◆ Dataset content
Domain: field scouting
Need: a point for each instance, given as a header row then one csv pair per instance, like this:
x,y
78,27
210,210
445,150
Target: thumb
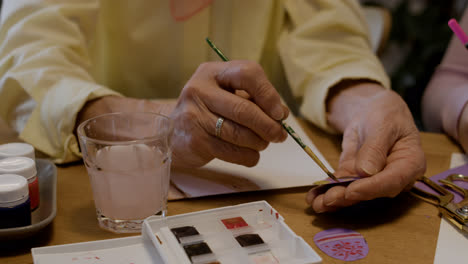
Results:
x,y
372,156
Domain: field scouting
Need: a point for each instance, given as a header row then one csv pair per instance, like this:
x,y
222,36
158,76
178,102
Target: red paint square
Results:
x,y
235,222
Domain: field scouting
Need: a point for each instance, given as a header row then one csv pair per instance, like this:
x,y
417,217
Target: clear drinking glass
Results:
x,y
128,158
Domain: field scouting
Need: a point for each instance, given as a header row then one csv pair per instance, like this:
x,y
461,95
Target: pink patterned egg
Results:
x,y
342,244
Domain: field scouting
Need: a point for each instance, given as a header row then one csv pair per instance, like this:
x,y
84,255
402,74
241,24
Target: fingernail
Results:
x,y
331,203
319,211
278,112
353,196
369,169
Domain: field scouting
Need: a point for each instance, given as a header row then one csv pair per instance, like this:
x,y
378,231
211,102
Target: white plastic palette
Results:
x,y
246,233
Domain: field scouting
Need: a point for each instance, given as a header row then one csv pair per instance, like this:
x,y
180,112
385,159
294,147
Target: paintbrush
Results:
x,y
288,129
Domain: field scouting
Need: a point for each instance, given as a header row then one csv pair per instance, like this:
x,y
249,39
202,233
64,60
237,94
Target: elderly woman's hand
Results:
x,y
250,121
237,91
380,143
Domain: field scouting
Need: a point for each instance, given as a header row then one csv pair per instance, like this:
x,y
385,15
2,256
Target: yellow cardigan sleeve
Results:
x,y
45,71
326,42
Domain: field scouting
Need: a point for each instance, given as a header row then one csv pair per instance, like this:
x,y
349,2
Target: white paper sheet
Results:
x,y
452,244
130,250
281,165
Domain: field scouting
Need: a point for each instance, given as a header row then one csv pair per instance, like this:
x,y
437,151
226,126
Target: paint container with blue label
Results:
x,y
14,201
25,167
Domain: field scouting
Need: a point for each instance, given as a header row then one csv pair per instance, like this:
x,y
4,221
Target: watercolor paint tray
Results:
x,y
45,213
246,233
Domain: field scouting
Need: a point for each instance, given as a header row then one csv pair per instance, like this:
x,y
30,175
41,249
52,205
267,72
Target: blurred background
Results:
x,y
418,38
416,44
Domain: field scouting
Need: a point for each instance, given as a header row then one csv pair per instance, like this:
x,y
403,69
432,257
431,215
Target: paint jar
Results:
x,y
14,201
25,167
16,150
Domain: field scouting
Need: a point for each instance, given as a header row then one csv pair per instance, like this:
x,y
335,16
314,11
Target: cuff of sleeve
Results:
x,y
51,124
314,104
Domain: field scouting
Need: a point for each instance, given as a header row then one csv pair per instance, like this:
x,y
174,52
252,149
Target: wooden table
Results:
x,y
399,230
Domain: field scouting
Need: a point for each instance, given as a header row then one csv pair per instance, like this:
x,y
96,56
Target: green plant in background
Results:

◆ What you are asked to do
Output the full listing above exactly, excluding all pictures.

◆ Answer for this exercise
Domain: field scouting
Need: a point for each instance, given as a header row then one csv pair per instance, like this:
x,y
78,27
210,210
445,150
Target: thumb
Results:
x,y
372,156
Domain: field scouting
Need: a point for each instance, given as a header row then one csv pair per instance, like this:
x,y
222,36
158,76
178,102
Target: red paint square
Results:
x,y
235,222
Domain: field scouting
Need: a point for each instance, given as a header row then one csv pair per instance, like this:
x,y
417,217
Target: clear drinking glass
Results:
x,y
128,158
Domain: field scouting
Need: a point for each instance, given as a header row then one csv pair per instance, like this:
x,y
461,95
Target: pink patterned egg
Results:
x,y
342,244
Domain: field scouting
Need: a point for each instance, given as a header row then one csv pair per instance, like this:
x,y
84,255
402,74
241,24
Target: fingernail
Results:
x,y
331,203
319,211
278,112
353,196
369,169
Domain: field scouting
Need: a point for each instance, given as a header row then one csv pair per instance, like this:
x,y
378,231
211,102
Target: white plastic palette
Results:
x,y
246,233
Domain: field scouting
Need: a point for each instance, given as a header row then one csv pair per instance, like this:
x,y
180,112
385,159
294,147
Target: paintbrush
Results:
x,y
288,129
Domain: field scouting
Need: a point for each instance, given as a header row then one csv pair per instance, like this:
x,y
249,39
202,233
64,60
237,94
Target: elderly woman's hand
Results:
x,y
250,121
237,91
380,143
Domain: field scouting
Need: a point for each instance, given as a header row then one csv pair per instance, like this:
x,y
385,15
2,256
Target: yellow cardigan sleeve
Results:
x,y
45,71
326,42
Domain: field scouting
Need: a point for each instance, given as a header row then one csv pair per instance, like this:
x,y
349,2
Target: white paper sheet
Results:
x,y
452,244
130,250
281,165
Domain: field scouting
Need: a point for each instance, given as a header row then one csv pair per instance, like this:
x,y
437,151
226,126
Target: paint container with blue label
Results:
x,y
14,201
25,167
Domain: field scouting
Need: a point for each instance, given as a header row then one csv pair per instance, like this:
x,y
4,221
Target: watercolor paint tray
Results:
x,y
45,213
246,233
Domain: field scouting
Need: a point for each instance, given as a header row then one csv pair per instance, like this:
x,y
30,175
41,249
52,205
267,72
Target: blurred background
Results:
x,y
418,38
416,44
Domain: field scouting
Need: a point for each instance, given as a header row then one csv pair per instance, like this:
x,y
403,69
432,257
431,215
Target: paint jar
Results:
x,y
14,201
25,167
16,150
Domain: field scouting
Need: a point for each instance, given as a header row then one csv pair per instance, like this:
x,y
335,16
314,11
Target: cuff of sleeve
Results:
x,y
51,124
314,104
Domain: field scouting
Need: a point for each instance, given as a header row then one csv pair per instance, like this:
x,y
174,52
252,149
Target: wooden table
Results:
x,y
399,230
Domain: field scouting
Need: a point for each instance, given as a header row then one csv pair per instance, like this:
x,y
96,56
Target: green plant in background
Results:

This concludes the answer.